It is “Trust,” just “Trust”
Most of my blog posts have been directed at the general public. It would be good if more people had a general consciousness of what trust and estate administrators do.
But today, I’d like to talk to the attorneys:
Please, please…in the name of all that is holy and held dear to whatever-lawyers-have-instead of hearts: PLEASE, stop titling documents “the Jim Smith Living Inter Vivos Revocable Trust.”
You are indeed writing an estate plan that is created by the Grantor while alive. I get it.
The Client can change the document at any time, while they are alive. Trying to let them know that. OK.
But remember—the first time many (or any) of the Client’s family will actually USE, let alone READ any of your brilliant legal handy-work, will be when the Client’s Successor Trustee goes to open or close a checking account in the name of the Trust. That’s right—a bank account for a fiduciary agent of a dead person, with irrevocable terms, which the drafting attorney irrevocably named “the Jim Smith Living Inter Vivos Revocable Trust.” By the way, we’re opening the account because Jim Smith died. The bank manager is likely to have hair turn grey in front of the customer during the next hour. Mass chaos shall ensue, or at least a tempest in a bottle.
Some foul demon from the mists of time made the English phrases “a revocable trust” and “irrevocable trust” sound identical. That and the phrase “the corpus of the trust estate” are the bane of the uninitiated financial planner or trust officer. Estate planning is the art of setting as few land mines as possible while being paid to keep the playground safe.

Request A:
Reproduce the passage of the post on trust titles starting at "You are indeed" and ending at "in a bottle.".

Input records:
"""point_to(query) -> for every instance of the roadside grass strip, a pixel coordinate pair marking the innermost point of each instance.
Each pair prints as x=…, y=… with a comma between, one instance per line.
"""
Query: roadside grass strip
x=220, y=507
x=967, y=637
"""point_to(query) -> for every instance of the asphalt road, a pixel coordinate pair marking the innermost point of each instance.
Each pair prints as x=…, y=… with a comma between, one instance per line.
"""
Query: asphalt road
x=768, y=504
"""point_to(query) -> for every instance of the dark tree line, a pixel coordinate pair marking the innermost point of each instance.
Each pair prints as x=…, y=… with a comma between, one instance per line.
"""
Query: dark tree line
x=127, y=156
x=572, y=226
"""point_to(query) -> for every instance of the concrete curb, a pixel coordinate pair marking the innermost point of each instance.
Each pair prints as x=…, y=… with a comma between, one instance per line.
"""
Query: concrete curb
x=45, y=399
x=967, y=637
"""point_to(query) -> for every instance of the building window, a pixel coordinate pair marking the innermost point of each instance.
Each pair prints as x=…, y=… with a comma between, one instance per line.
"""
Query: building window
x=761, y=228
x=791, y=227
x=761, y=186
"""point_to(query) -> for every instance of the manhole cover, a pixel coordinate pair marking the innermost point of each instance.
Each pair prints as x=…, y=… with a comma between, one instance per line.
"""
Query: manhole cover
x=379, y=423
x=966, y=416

Request B:
Rewrite the entries starting at the line that contains "of the dark" and ending at the last line of the entries, changing "innermost" to "central" everywhere and leaving everything else unchanged. Return only those lines.

Task output A:
You are indeed writing an estate plan that is created by the Grantor while alive. I get it.
The Client can change the document at any time, while they are alive. Trying to let them know that. OK.
But remember—the first time many (or any) of the Client’s family will actually USE, let alone READ any of your brilliant legal handy-work, will be when the Client’s Successor Trustee goes to open or close a checking account in the name of the Trust. That’s right—a bank account for a fiduciary agent of a dead person, with irrevocable terms, which the drafting attorney irrevocably named “the Jim Smith Living Inter Vivos Revocable Trust.” By the way, we’re opening the account because Jim Smith died. The bank manager is likely to have hair turn grey in front of the customer during the next hour. Mass chaos shall ensue, or at least a tempest in a bottle.

Task output B:
"""point_to(query) -> for every instance of the dark tree line, a pixel coordinate pair marking the central point of each instance.
Each pair prints as x=…, y=… with a comma between, one instance per line.
"""
Query: dark tree line
x=127, y=156
x=572, y=226
"""point_to(query) -> for every instance of the concrete curb, a pixel coordinate pair marking the central point of each instance.
Each pair prints as x=…, y=… with a comma between, one instance per line.
"""
Query: concrete curb
x=45, y=399
x=967, y=637
"""point_to(query) -> for every instance of the building window, a pixel coordinate pair marking the central point of each instance.
Each pair prints as x=…, y=… with a comma between, one instance per line.
"""
Query: building window
x=761, y=228
x=791, y=227
x=761, y=186
"""point_to(query) -> for every instance of the manhole cover, a pixel coordinate pair marking the central point of each instance.
Each pair prints as x=…, y=… with a comma between, one instance per line.
"""
Query: manhole cover
x=379, y=423
x=966, y=416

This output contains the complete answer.